--- Start Data lines ---

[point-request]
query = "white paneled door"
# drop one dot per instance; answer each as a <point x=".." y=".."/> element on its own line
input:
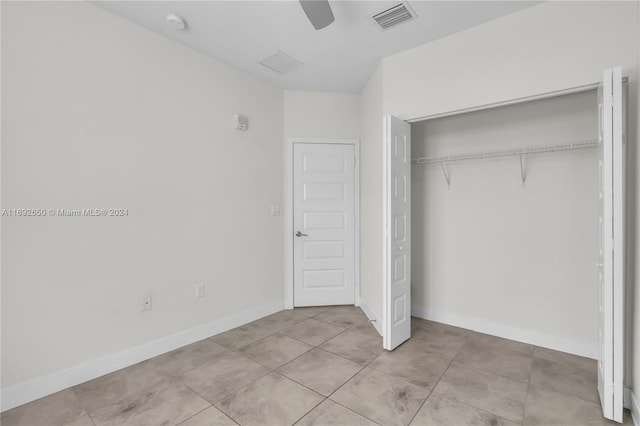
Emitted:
<point x="397" y="231"/>
<point x="323" y="224"/>
<point x="611" y="245"/>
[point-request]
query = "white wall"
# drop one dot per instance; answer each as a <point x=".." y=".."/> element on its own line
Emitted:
<point x="635" y="327"/>
<point x="101" y="113"/>
<point x="371" y="197"/>
<point x="321" y="115"/>
<point x="547" y="47"/>
<point x="488" y="250"/>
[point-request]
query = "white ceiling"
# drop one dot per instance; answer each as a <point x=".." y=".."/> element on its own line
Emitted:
<point x="338" y="58"/>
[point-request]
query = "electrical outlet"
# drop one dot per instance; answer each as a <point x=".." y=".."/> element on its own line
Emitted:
<point x="199" y="291"/>
<point x="146" y="302"/>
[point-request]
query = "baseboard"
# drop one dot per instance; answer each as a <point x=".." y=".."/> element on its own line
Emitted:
<point x="563" y="344"/>
<point x="37" y="388"/>
<point x="632" y="402"/>
<point x="371" y="315"/>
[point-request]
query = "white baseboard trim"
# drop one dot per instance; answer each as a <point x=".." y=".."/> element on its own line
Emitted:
<point x="632" y="402"/>
<point x="371" y="315"/>
<point x="586" y="349"/>
<point x="42" y="386"/>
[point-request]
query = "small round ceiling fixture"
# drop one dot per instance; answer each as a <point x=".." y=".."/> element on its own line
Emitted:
<point x="176" y="22"/>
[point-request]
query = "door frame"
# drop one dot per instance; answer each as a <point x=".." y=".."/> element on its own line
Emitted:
<point x="288" y="214"/>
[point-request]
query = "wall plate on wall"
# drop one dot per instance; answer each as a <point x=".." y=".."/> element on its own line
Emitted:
<point x="240" y="121"/>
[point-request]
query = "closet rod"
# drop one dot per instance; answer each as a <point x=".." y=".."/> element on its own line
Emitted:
<point x="508" y="152"/>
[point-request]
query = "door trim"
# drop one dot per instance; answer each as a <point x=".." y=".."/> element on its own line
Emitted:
<point x="288" y="214"/>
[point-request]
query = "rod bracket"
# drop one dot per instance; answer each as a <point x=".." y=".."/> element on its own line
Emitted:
<point x="445" y="172"/>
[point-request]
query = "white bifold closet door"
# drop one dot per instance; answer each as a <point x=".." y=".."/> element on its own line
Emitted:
<point x="397" y="233"/>
<point x="611" y="245"/>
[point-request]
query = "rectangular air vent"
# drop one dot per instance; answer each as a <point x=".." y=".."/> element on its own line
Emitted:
<point x="396" y="15"/>
<point x="281" y="63"/>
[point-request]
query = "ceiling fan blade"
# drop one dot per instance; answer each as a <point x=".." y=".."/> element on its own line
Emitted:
<point x="319" y="12"/>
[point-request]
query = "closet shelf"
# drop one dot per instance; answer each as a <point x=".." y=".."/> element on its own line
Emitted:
<point x="508" y="152"/>
<point x="521" y="152"/>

--- End Data lines ---

* [Stated goal] Quote the data above in full and without alteration; skip the pictures.

* [Final answer]
[point-request]
query = "white paneled door"
# drop one dot per instance; answer each as a <point x=".." y=".."/> element on its own line
input:
Emitted:
<point x="397" y="231"/>
<point x="323" y="224"/>
<point x="611" y="245"/>
[point-request]
query = "white wall"
# drop one dot per instance; answer each as a <point x=".." y=".."/> element on its own line
Emitted:
<point x="635" y="327"/>
<point x="101" y="113"/>
<point x="371" y="197"/>
<point x="321" y="115"/>
<point x="547" y="47"/>
<point x="488" y="250"/>
[point-request]
query = "white ceiling"
# drop one dot per instance; answer each as a <point x=".." y=".."/> element on its own line
Emitted:
<point x="338" y="58"/>
[point-request]
query = "electrical outlet"
# drop one dot per instance; answer each as a <point x=".." y=".."/> element on its own line
Emitted:
<point x="199" y="291"/>
<point x="146" y="302"/>
[point-request]
query = "baseboard"
# drop one dot per instance; answer each as a <point x=".." y=".."/> element on its own line
Emitted:
<point x="563" y="344"/>
<point x="37" y="388"/>
<point x="632" y="402"/>
<point x="371" y="315"/>
[point-request]
query = "white baseboard trim"
# drop one dot per instance; answer each as a <point x=".." y=".."/> element on its own line
Emitted:
<point x="632" y="402"/>
<point x="371" y="315"/>
<point x="586" y="349"/>
<point x="42" y="386"/>
[point-request]
query = "small round ceiling fixture"
# drop one dot per instance; answer each as a <point x=".." y=".."/> element on its own line
Emitted:
<point x="176" y="22"/>
[point-request]
query = "door frame"
# drop one dot per instance; answer each as a <point x=".." y=".."/> element on its own line
Emitted:
<point x="288" y="214"/>
[point-request]
query = "wall plate on wall"
# drop one dot per instance; answer each as a <point x=".." y=".."/> element on its own line
Emitted:
<point x="240" y="121"/>
[point-request]
query = "closet rod"
# drop one dot per instance; answer each as a <point x=".." y=".."/> element on its own line
Emitted:
<point x="508" y="152"/>
[point-request]
query = "door trim"
# drop one dot per instance; answer each as a <point x=".." y=".."/> element on its own line
Emitted:
<point x="288" y="214"/>
[point-request]
query = "rod bracket"
# drop one dot per instance; answer each as a <point x=".." y=".."/> element on its own line
Emitted:
<point x="445" y="172"/>
[point-request]
query = "white bifold closet door"
# drop one dot per instance; answer each as a <point x=".." y=".."/> element on its own line
Emitted:
<point x="397" y="233"/>
<point x="611" y="245"/>
[point-request]
query = "rectangular air vent"
# drop one dot per instance; answer each as a <point x=".." y=".."/> element on its own line
Emitted:
<point x="396" y="15"/>
<point x="281" y="63"/>
[point-request]
query = "ceiling fan blade"
# drop one dot per instance; answer each as a <point x=".." y=".."/> element on its own line
Emitted:
<point x="319" y="12"/>
[point-request]
query = "closet shelf"
# drop one dot per instance; answer each as a <point x=".." y=".."/> element on its own line
Emitted:
<point x="508" y="152"/>
<point x="521" y="152"/>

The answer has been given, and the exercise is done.